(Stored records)
········

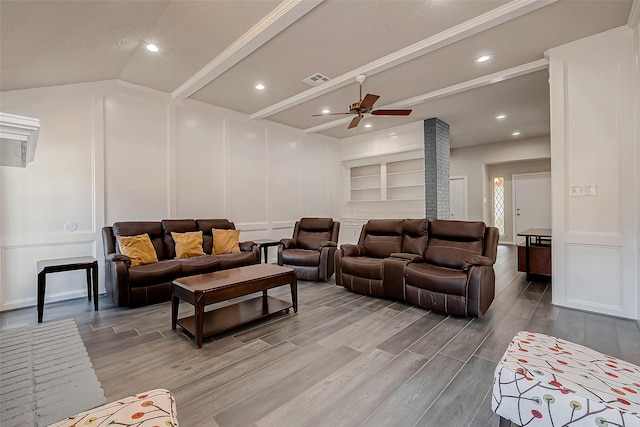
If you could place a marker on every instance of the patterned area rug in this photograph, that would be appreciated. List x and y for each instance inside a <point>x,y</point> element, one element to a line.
<point>45,375</point>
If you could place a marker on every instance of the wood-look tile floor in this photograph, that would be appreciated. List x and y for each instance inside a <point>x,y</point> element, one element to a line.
<point>343,360</point>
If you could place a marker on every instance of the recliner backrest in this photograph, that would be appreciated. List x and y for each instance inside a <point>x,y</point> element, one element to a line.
<point>310,232</point>
<point>414,239</point>
<point>175,226</point>
<point>450,242</point>
<point>206,225</point>
<point>134,228</point>
<point>382,237</point>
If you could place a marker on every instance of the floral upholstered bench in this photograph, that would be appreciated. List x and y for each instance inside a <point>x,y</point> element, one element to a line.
<point>545,381</point>
<point>152,408</point>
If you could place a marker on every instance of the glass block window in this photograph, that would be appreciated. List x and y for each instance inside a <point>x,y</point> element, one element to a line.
<point>498,203</point>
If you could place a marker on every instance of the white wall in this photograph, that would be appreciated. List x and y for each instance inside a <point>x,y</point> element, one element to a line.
<point>112,151</point>
<point>594,92</point>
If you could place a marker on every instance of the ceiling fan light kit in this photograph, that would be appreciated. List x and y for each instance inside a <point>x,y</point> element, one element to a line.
<point>365,106</point>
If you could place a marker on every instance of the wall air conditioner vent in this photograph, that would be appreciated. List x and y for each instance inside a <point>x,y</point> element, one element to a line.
<point>317,79</point>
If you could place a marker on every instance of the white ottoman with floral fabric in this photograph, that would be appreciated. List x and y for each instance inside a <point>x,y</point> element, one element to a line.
<point>152,408</point>
<point>546,381</point>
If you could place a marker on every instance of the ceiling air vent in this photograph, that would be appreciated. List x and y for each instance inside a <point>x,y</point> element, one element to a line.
<point>316,79</point>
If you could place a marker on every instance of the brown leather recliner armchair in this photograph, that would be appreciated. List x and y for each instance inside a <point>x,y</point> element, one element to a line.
<point>310,252</point>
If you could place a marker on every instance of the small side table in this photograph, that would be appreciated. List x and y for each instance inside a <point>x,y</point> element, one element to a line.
<point>263,245</point>
<point>87,263</point>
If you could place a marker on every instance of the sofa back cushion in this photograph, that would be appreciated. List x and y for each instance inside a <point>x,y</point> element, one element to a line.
<point>414,239</point>
<point>450,242</point>
<point>313,231</point>
<point>175,226</point>
<point>382,237</point>
<point>134,228</point>
<point>206,225</point>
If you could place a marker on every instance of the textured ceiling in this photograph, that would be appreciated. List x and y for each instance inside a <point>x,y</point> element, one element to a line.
<point>217,51</point>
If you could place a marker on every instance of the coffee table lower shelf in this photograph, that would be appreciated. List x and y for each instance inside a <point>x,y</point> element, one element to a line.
<point>231,316</point>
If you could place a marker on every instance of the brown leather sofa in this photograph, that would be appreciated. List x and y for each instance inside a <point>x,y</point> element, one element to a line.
<point>310,252</point>
<point>151,283</point>
<point>441,265</point>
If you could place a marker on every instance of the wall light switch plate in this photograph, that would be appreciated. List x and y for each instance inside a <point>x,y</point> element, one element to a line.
<point>576,190</point>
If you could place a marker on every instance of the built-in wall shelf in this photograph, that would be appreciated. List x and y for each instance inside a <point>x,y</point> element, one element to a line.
<point>401,180</point>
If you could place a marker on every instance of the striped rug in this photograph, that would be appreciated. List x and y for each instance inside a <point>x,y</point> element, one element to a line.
<point>45,375</point>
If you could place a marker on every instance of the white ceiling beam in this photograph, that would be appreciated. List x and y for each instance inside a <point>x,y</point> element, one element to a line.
<point>497,16</point>
<point>489,79</point>
<point>287,12</point>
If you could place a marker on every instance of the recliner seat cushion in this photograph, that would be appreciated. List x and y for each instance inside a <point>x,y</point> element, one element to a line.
<point>304,257</point>
<point>163,271</point>
<point>436,279</point>
<point>199,265</point>
<point>451,242</point>
<point>363,267</point>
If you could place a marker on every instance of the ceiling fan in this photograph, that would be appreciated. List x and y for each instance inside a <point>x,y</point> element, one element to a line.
<point>365,106</point>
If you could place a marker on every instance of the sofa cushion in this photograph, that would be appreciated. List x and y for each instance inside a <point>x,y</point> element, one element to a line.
<point>138,248</point>
<point>175,226</point>
<point>236,259</point>
<point>307,257</point>
<point>436,279</point>
<point>364,267</point>
<point>451,242</point>
<point>152,274</point>
<point>188,244</point>
<point>414,240</point>
<point>206,226</point>
<point>225,241</point>
<point>152,228</point>
<point>199,265</point>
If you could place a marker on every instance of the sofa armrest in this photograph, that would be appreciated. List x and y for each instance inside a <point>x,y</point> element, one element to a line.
<point>288,243</point>
<point>476,260</point>
<point>118,257</point>
<point>246,246</point>
<point>352,250</point>
<point>407,256</point>
<point>327,244</point>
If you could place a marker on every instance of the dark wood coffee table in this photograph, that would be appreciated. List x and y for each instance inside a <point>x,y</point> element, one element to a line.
<point>205,289</point>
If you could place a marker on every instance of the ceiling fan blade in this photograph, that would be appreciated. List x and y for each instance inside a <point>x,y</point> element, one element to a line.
<point>391,112</point>
<point>354,122</point>
<point>368,101</point>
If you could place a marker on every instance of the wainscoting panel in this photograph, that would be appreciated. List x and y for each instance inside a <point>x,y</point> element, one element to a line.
<point>594,277</point>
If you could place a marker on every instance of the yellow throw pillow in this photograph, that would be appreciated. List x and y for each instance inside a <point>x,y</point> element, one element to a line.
<point>138,248</point>
<point>188,244</point>
<point>225,241</point>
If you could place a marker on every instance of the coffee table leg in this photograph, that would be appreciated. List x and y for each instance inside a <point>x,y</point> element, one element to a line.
<point>94,270</point>
<point>175,302</point>
<point>199,306</point>
<point>294,293</point>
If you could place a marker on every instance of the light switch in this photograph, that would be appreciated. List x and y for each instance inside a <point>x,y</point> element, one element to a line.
<point>576,190</point>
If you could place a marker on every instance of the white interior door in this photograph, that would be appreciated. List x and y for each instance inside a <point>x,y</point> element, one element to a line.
<point>458,197</point>
<point>532,202</point>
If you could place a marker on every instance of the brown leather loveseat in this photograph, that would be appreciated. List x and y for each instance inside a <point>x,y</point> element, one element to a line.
<point>440,264</point>
<point>151,283</point>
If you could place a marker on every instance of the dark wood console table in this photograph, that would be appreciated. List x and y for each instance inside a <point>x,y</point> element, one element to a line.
<point>67,264</point>
<point>535,257</point>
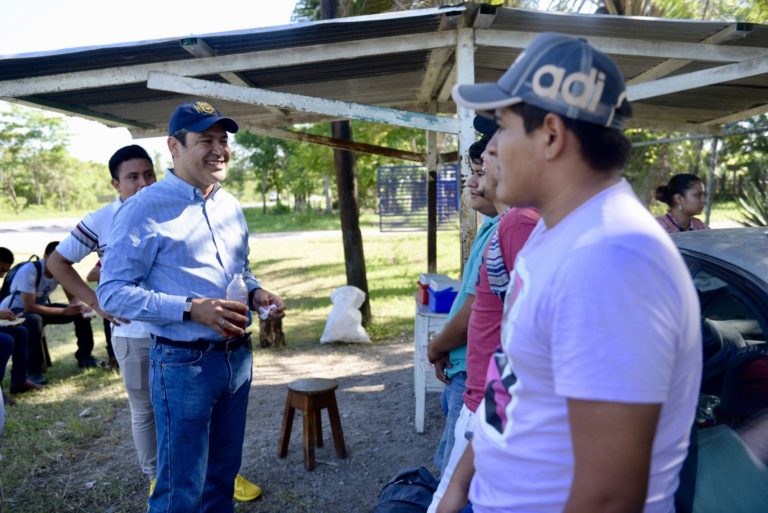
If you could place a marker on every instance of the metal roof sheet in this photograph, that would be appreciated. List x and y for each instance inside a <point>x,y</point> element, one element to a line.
<point>386,74</point>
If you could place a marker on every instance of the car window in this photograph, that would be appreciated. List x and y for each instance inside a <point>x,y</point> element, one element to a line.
<point>728,308</point>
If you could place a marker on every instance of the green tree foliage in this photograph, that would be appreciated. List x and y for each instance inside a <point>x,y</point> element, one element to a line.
<point>37,170</point>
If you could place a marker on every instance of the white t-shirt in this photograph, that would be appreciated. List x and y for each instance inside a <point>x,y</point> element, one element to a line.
<point>600,307</point>
<point>92,234</point>
<point>24,281</point>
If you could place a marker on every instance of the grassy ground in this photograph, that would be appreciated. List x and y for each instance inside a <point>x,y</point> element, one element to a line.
<point>49,430</point>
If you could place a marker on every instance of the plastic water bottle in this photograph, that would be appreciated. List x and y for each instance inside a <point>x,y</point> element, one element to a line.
<point>237,290</point>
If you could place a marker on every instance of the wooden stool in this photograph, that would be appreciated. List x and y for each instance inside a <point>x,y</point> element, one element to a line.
<point>311,395</point>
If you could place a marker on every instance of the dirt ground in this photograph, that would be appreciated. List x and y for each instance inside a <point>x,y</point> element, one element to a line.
<point>376,402</point>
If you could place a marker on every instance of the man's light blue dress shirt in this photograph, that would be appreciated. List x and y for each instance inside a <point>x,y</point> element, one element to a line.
<point>168,243</point>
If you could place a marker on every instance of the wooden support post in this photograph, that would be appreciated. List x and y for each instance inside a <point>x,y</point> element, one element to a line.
<point>711,178</point>
<point>431,202</point>
<point>465,74</point>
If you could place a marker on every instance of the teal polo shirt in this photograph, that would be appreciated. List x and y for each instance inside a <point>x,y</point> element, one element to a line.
<point>458,356</point>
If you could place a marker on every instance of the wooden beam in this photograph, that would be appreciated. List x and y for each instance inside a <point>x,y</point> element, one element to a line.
<point>738,116</point>
<point>731,32</point>
<point>431,165</point>
<point>346,110</point>
<point>671,126</point>
<point>465,74</point>
<point>227,63</point>
<point>634,47</point>
<point>696,79</point>
<point>340,144</point>
<point>438,69</point>
<point>70,110</point>
<point>200,49</point>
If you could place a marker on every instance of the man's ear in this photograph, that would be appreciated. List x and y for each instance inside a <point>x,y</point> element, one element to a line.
<point>173,146</point>
<point>553,134</point>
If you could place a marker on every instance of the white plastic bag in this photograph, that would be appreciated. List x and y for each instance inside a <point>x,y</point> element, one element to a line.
<point>345,322</point>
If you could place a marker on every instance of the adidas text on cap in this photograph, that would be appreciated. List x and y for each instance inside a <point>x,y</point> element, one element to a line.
<point>556,73</point>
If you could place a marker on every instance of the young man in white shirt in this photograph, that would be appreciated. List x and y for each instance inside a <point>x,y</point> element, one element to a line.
<point>590,405</point>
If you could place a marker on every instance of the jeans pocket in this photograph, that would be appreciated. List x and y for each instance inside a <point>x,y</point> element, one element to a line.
<point>177,357</point>
<point>120,347</point>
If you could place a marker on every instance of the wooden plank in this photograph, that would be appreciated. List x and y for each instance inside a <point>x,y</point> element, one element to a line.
<point>696,79</point>
<point>339,144</point>
<point>227,63</point>
<point>636,47</point>
<point>465,74</point>
<point>731,32</point>
<point>348,110</point>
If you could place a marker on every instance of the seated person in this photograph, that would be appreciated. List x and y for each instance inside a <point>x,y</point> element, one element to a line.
<point>30,293</point>
<point>19,338</point>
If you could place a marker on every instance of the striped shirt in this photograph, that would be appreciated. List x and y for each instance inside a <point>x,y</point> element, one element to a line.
<point>92,234</point>
<point>178,244</point>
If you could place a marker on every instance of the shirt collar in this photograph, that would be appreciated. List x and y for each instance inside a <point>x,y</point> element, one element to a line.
<point>188,190</point>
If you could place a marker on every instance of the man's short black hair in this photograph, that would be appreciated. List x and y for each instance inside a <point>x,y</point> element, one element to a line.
<point>181,136</point>
<point>50,248</point>
<point>6,255</point>
<point>134,151</point>
<point>604,149</point>
<point>477,149</point>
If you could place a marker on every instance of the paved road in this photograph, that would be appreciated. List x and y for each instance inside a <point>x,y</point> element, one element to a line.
<point>27,237</point>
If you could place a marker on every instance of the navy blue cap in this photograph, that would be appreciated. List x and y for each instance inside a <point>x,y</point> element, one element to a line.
<point>557,73</point>
<point>198,117</point>
<point>484,125</point>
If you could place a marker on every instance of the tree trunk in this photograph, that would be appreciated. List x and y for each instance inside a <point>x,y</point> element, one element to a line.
<point>264,192</point>
<point>327,186</point>
<point>346,183</point>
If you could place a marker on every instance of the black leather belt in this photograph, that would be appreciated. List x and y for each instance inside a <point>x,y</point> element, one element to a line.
<point>202,344</point>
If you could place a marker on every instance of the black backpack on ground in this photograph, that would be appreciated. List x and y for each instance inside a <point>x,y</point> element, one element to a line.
<point>410,491</point>
<point>5,290</point>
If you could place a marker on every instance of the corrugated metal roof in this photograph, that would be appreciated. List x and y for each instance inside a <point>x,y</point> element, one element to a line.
<point>387,76</point>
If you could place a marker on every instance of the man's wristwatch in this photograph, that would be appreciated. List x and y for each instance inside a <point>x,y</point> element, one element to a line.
<point>187,310</point>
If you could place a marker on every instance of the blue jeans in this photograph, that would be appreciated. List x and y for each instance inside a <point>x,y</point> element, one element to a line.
<point>200,400</point>
<point>453,396</point>
<point>20,342</point>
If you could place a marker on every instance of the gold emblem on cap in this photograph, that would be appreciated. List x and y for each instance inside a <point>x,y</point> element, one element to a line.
<point>205,108</point>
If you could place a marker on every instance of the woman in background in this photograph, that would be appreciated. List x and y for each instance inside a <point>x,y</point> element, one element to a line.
<point>686,196</point>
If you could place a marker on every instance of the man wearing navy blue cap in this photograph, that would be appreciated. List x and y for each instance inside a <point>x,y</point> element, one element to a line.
<point>590,405</point>
<point>174,248</point>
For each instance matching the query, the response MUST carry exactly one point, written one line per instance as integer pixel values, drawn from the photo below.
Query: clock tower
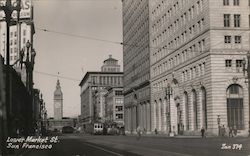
(58, 102)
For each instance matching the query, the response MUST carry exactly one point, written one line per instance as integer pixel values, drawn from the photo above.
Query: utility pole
(168, 94)
(8, 10)
(246, 68)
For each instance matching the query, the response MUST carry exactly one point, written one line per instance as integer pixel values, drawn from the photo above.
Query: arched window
(195, 117)
(204, 106)
(235, 106)
(186, 110)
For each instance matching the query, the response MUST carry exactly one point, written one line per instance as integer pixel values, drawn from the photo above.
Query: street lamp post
(29, 64)
(168, 94)
(8, 10)
(218, 121)
(246, 68)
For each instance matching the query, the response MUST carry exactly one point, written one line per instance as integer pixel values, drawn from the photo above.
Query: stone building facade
(136, 65)
(198, 51)
(93, 88)
(114, 106)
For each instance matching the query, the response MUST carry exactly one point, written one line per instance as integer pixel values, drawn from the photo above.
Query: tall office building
(58, 102)
(196, 65)
(136, 65)
(94, 86)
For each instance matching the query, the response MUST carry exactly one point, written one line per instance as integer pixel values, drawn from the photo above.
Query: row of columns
(159, 115)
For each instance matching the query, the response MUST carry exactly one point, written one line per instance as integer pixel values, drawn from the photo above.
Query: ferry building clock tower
(58, 102)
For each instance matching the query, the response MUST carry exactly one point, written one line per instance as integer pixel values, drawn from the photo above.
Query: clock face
(57, 104)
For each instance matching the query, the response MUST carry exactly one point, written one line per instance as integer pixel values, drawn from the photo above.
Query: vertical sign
(25, 9)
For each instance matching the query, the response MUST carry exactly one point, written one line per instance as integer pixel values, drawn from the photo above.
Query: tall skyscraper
(58, 102)
(94, 86)
(196, 50)
(136, 54)
(196, 65)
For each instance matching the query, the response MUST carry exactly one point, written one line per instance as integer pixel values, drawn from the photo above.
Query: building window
(237, 2)
(225, 2)
(236, 20)
(204, 106)
(119, 101)
(119, 116)
(235, 111)
(228, 63)
(118, 92)
(237, 39)
(24, 32)
(239, 63)
(195, 110)
(119, 108)
(227, 39)
(226, 20)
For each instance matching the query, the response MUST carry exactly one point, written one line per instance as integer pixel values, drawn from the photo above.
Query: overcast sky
(72, 56)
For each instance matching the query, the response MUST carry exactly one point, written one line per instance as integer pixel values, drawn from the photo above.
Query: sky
(73, 55)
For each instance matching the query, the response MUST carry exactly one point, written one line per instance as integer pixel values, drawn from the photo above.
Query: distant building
(114, 106)
(58, 122)
(93, 88)
(57, 125)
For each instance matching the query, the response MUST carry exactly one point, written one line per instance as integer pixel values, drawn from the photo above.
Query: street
(87, 145)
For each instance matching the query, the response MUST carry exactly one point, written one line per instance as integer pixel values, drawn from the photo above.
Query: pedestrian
(138, 130)
(235, 131)
(202, 132)
(156, 131)
(144, 131)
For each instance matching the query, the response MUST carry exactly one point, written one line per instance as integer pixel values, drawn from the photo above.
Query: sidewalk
(167, 136)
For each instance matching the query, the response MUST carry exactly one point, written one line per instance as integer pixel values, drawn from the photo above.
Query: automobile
(68, 129)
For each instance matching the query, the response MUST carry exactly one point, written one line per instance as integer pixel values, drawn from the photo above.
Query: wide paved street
(86, 145)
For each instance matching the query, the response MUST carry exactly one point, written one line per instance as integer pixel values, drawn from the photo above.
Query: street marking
(100, 148)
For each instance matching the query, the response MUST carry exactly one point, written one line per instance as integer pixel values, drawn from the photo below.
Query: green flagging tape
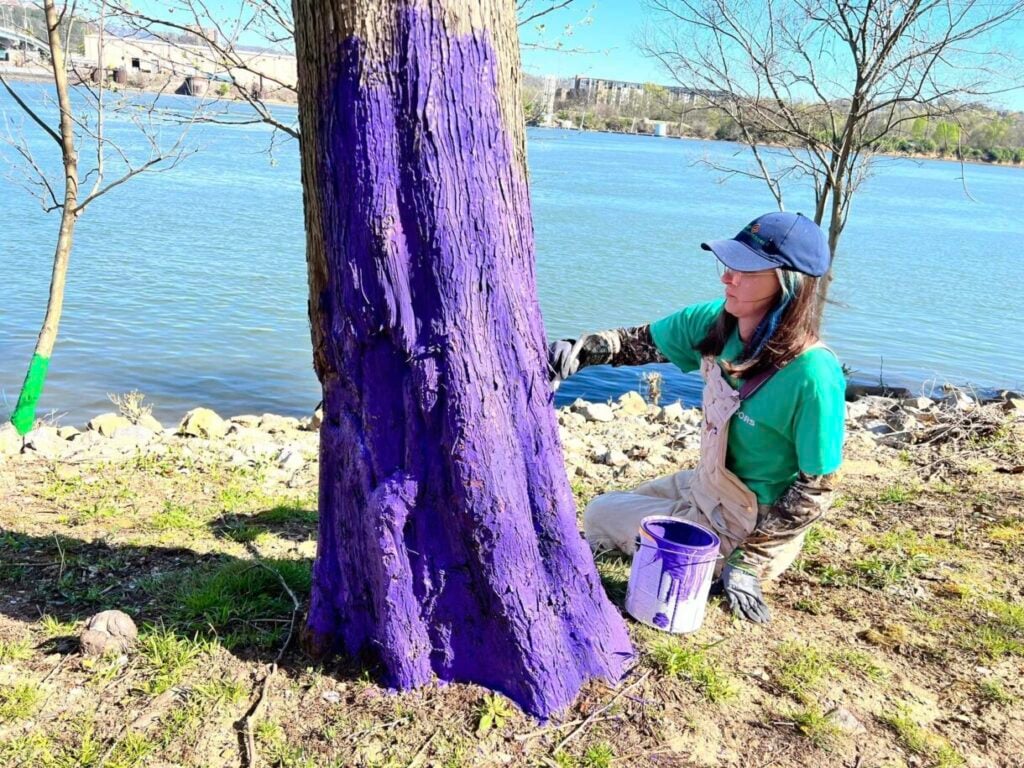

········

Task to carry out -> With the pictures left out, give again exactly the lines from the one that contains "Query: sidewalk" through the final line of the data above.

Response to the task ->
Query: sidewalk
(167, 136)
For each instance matching the query, the response MUST carry exactly one point, written one line per instance as integer pixel values, drawn from the photo above.
Query: automobile
(68, 129)
For each instance matching the query, the response MUST carry exactly one point, written one line per instance as integer pixel values, drawn from the photo above.
Query: wide paved street
(86, 145)
For each instance matching the query, the response MUST carry exactly one point, written one line per instance as integer pixel values, drawn from the photo above.
Query: street marking
(100, 148)
For each instance matching the query, the response MUST carry exactly one point, written one line per instance as integer pixel values, drawn from the photo below.
Query: green flagging tape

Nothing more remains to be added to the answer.